WRITTEN TASKS:
1) In the forum thread, reproduce the passage starting at "There is plenty" and ending at "(Jul 6, 2009)", substituting "blizzard" for "storm".
2) List the unfavorable riding conditions named in the opening sentence of the forum thread.

DOCUMENT TEXT:
▼

Unless you like core shots, grass riding and crust on dust. There are no secret stashes of snow anywhere and there are not going to be. If your lucky the whole mountain will have not slid off by the time u get here.

There is plenty of open groomed terrain, but its been a shit year, its warm now, warm in the forecast with no snow. U may get a storm but its not going to change the reality.


----------



## linvillegorge (Jul 6, 2009)

juniorlawrence said:


> Who said they were "secret"?! To OP one thing I forgot to mention but this local reminded me of is that the locals seem to be arrogant when it comes to boarding/skiing. Not sure why though since the economy is support by tourists!!! :laugh:
> 
> -The Best Coast


I live in the foothills west of Denver, close enough to work down in the shitfest, but far enough away to forget it exists.

My livelihood has nothing to do with you tourists, so fuck you guys. :cheeky4:


----------



## juniorlawrence (Jan 11, 2012)

linvillegorge said:


> I live in the foothills west of Denver, close enough to work down in the shitfest, but far enough away to forget it exists.

▲

Pointing records:
▼

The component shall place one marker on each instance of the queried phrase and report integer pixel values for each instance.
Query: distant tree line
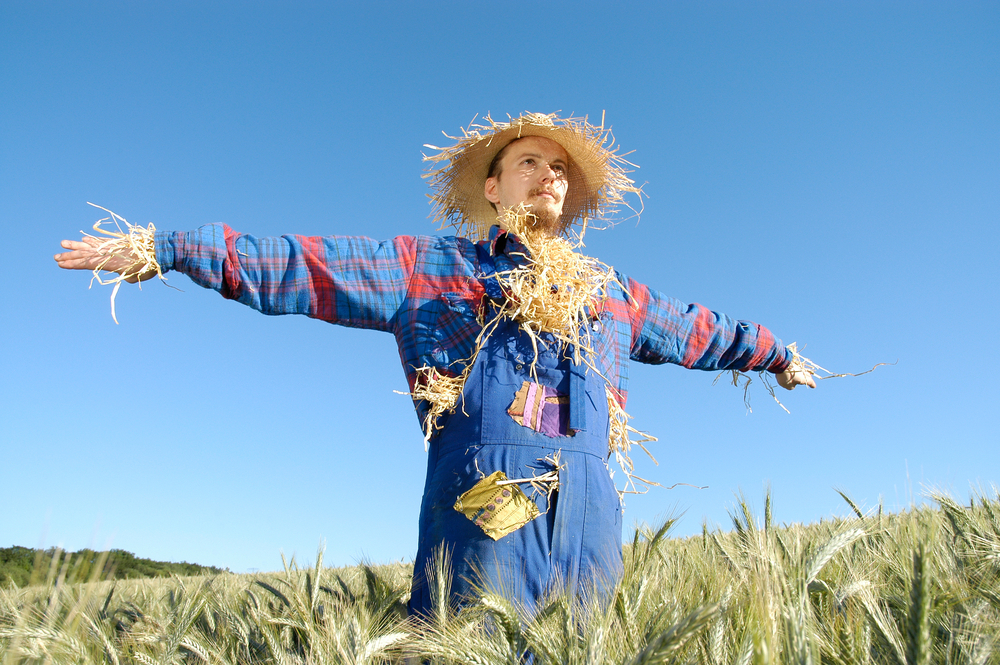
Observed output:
(23, 566)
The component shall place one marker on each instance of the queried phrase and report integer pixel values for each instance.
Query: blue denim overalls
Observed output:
(575, 543)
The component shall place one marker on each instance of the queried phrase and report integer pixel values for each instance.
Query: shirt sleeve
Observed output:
(348, 280)
(666, 330)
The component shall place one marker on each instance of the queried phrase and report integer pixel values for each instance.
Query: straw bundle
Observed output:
(135, 245)
(441, 392)
(554, 290)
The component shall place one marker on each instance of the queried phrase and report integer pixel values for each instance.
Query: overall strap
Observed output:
(578, 372)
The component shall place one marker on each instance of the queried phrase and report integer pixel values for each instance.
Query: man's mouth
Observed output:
(541, 191)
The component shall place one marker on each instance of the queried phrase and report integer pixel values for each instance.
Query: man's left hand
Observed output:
(795, 375)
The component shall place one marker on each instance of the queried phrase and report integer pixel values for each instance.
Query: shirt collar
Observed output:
(504, 242)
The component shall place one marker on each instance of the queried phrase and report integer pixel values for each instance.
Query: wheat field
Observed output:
(913, 588)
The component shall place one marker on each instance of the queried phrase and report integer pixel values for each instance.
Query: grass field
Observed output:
(908, 589)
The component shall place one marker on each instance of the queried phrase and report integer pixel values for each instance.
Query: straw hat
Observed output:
(597, 175)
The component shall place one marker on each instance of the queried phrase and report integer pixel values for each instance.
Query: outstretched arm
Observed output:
(348, 280)
(666, 330)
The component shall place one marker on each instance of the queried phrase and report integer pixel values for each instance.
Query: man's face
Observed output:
(533, 172)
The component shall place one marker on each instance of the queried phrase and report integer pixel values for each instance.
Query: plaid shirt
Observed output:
(428, 290)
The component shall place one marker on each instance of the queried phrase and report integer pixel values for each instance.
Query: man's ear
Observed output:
(491, 190)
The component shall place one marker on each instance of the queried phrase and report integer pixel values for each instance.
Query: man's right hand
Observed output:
(85, 255)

▲

SET OF ANSWERS:
1)
There is plenty of open groomed terrain, but its been a shit year, its warm now, warm in the forecast with no snow. U may get a blizzard but its not going to change the reality.


----------



## linvillegorge (Jul 6, 2009)

2)
core shots
grass riding
crust on dust